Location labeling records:

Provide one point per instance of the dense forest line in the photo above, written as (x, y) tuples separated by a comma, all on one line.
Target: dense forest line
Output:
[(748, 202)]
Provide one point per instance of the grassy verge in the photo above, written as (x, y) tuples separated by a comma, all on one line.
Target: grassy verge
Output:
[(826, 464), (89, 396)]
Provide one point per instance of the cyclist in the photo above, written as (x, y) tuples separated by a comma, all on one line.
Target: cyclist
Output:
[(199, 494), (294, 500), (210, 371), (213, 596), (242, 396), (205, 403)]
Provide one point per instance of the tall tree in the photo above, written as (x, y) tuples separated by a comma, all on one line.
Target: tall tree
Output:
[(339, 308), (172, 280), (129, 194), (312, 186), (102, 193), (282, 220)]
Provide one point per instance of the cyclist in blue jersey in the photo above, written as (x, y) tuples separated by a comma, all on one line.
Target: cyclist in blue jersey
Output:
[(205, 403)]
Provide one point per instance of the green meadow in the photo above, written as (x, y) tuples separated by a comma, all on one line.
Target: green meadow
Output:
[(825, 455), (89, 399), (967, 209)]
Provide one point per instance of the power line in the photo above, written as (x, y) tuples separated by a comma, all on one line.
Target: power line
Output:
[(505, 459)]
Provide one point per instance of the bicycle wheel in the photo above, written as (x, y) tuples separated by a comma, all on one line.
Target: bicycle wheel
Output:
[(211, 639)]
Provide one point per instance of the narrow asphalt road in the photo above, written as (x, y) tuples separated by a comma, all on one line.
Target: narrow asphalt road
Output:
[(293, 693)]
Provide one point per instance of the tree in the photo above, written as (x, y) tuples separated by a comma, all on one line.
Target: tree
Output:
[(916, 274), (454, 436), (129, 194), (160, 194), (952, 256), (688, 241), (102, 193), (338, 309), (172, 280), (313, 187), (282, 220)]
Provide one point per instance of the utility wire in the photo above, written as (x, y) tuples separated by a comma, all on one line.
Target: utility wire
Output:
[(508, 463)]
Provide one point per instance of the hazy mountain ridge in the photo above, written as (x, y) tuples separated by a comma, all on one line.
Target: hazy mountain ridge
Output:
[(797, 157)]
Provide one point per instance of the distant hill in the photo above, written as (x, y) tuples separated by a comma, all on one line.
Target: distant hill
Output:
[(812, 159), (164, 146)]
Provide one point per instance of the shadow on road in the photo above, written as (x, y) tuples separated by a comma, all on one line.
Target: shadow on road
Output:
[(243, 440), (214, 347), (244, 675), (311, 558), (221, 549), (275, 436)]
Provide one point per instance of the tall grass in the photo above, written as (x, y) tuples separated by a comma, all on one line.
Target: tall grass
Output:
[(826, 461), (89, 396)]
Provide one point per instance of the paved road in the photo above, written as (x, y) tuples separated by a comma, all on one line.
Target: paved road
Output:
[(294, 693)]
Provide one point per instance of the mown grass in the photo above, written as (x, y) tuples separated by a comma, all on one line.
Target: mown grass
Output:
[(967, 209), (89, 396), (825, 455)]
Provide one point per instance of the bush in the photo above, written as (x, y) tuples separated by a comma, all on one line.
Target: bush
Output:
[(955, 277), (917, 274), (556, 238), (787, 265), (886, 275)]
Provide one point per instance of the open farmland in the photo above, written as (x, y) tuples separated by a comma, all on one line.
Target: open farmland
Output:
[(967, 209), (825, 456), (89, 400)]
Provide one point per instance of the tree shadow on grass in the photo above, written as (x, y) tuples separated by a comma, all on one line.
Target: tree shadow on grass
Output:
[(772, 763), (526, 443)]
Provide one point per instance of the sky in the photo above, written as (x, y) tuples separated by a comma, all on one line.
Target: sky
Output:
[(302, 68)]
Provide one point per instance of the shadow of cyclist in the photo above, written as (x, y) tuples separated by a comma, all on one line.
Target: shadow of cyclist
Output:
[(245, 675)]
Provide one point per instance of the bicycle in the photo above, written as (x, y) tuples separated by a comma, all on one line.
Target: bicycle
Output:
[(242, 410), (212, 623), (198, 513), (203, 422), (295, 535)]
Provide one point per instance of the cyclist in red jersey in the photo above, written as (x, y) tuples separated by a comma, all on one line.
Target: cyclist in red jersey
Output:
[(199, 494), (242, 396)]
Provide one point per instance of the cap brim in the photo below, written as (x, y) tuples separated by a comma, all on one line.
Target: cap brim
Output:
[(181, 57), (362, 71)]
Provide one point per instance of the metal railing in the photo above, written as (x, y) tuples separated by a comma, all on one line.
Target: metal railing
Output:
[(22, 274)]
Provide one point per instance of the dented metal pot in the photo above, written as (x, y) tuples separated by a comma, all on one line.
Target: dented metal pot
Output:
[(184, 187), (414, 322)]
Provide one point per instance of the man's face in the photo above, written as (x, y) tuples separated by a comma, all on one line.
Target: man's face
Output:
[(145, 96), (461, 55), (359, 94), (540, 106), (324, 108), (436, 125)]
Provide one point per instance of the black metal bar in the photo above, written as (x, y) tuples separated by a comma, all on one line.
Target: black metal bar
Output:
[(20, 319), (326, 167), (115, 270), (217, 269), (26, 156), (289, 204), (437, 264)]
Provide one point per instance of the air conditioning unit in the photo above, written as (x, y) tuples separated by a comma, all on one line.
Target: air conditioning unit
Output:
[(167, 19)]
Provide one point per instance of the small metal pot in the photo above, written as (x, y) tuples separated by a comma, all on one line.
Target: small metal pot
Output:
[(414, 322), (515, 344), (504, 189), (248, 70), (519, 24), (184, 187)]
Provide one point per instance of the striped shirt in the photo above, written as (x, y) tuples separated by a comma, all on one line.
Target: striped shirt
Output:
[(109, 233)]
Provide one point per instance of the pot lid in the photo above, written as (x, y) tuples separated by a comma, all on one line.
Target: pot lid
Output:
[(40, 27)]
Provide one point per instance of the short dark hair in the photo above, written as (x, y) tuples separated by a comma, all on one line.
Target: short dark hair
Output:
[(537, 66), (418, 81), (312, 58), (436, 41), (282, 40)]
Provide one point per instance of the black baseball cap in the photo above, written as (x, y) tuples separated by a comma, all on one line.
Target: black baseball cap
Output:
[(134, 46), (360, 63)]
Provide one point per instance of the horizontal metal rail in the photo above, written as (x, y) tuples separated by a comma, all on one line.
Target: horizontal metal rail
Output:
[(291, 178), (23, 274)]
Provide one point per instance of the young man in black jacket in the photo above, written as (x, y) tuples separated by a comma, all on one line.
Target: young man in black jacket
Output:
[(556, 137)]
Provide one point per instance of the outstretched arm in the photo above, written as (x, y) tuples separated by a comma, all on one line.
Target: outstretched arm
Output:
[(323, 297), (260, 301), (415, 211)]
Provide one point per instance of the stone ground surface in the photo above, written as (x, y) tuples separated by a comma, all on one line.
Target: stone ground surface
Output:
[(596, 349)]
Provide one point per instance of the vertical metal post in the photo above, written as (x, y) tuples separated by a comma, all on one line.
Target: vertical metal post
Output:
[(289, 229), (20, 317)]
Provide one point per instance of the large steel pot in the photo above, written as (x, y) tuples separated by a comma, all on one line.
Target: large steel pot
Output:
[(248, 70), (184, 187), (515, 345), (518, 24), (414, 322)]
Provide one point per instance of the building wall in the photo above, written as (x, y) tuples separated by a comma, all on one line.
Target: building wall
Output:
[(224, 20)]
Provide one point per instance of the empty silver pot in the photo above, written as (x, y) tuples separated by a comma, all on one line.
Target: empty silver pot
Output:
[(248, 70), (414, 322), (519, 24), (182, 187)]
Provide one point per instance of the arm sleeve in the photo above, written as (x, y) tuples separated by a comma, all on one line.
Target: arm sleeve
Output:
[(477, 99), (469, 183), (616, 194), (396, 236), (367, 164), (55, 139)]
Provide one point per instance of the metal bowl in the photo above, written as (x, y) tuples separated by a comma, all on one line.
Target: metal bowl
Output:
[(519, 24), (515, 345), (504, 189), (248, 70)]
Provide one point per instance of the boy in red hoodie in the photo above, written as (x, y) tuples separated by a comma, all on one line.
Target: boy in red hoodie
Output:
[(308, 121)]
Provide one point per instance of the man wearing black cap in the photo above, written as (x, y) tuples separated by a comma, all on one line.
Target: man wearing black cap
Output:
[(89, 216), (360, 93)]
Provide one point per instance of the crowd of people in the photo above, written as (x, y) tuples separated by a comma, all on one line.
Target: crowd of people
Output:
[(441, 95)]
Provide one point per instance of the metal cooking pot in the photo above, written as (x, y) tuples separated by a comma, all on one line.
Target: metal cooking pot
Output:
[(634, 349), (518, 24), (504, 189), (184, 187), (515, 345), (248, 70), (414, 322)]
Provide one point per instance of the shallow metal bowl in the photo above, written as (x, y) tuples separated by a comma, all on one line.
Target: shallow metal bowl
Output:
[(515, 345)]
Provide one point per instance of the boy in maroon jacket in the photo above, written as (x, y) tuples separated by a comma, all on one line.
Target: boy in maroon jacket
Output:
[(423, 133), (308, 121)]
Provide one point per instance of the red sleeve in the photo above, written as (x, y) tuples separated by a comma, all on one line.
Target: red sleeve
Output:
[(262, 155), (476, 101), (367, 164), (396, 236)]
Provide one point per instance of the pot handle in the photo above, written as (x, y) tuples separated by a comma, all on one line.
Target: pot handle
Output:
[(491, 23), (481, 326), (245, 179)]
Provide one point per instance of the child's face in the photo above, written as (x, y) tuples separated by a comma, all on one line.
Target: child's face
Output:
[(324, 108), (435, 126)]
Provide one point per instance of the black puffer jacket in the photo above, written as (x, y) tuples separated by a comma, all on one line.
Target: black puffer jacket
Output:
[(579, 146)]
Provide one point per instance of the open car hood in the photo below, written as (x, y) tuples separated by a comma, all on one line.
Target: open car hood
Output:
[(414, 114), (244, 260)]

WORK INSTRUCTIONS: Please arrange the lines as a Markdown table with the columns No. and Line, starting with the line that contains "Provide one point per instance of the cap" and going on through the line that contains "[(184, 187), (414, 322)]". Number each row, and leave out blank lines.

TASK OUTPUT:
| No. | Line |
|---|---|
| 1 | Provide one point per instance of the cap brim in the photo below, written as (x, y) tuples separated by a comma, all on one line. |
| 2 | Target: cap brim |
| 3 | Output: |
| 4 | [(181, 57), (362, 71)] |
| 5 | Provide one point per instance of the metal railing in the photo above, written as (x, y) tuples separated by a comma, all on one line. |
| 6 | Target: metal railing |
| 7 | Output: |
| 8 | [(22, 274)] |
| 9 | Provide one point per instance of the dented metal pot in the photo above, written as (x, y) tuples separated by a comma, all on one line. |
| 10 | Target: dented metal pot |
| 11 | Output: |
| 12 | [(184, 187), (414, 322)] |